Description of the task:
In the records below, find the line that contains "the background dog's paw" and the line that contains "target | metal bowl rim". Set down exactly those lines and every line between them, and nothing more.

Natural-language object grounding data
# # #
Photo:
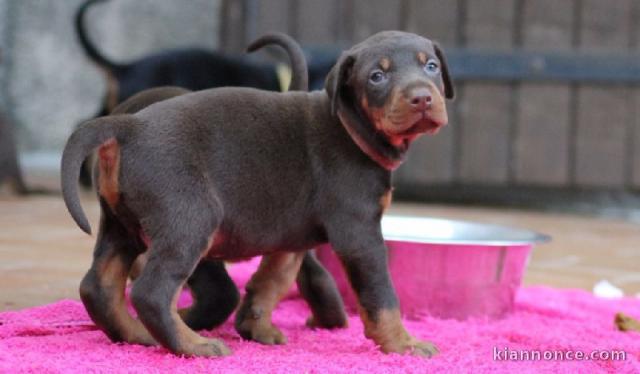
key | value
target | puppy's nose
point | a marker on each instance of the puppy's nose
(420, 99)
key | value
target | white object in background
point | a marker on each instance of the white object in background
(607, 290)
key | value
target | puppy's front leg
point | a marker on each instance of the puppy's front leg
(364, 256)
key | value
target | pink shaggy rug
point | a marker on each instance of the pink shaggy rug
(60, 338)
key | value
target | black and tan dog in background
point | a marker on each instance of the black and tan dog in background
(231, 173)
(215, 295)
# # #
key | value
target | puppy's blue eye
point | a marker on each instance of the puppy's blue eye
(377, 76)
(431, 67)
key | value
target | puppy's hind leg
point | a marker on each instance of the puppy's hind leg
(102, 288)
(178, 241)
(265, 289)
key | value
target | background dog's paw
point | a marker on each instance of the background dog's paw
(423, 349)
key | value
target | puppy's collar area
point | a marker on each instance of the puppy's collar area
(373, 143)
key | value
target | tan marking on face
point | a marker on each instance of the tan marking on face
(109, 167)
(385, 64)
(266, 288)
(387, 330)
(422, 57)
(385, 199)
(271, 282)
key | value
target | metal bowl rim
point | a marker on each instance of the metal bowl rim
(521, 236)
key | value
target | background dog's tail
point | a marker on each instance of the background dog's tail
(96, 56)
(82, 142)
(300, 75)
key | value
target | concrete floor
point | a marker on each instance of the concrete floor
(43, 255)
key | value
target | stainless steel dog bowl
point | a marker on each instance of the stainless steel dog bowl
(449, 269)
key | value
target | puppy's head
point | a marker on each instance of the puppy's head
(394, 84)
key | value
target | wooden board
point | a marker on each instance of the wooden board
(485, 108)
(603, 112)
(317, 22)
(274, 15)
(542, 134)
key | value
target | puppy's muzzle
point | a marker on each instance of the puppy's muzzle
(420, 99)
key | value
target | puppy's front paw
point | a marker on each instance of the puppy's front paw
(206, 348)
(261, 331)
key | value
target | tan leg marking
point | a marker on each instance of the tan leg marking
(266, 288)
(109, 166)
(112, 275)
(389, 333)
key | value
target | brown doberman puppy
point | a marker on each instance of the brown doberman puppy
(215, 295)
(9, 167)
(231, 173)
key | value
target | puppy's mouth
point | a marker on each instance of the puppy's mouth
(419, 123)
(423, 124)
# # #
Your solution:
point | a marker on each instance of the background dog's paw
(423, 349)
key | value
target | puppy's collar area
point | a marker on each instance of the puppy's collar area
(373, 143)
key | value
target | tan marking on face
point | a marker on each instance of the tan marking on face
(109, 167)
(385, 64)
(266, 288)
(387, 330)
(422, 57)
(385, 199)
(271, 282)
key | value
target | metal bowl rim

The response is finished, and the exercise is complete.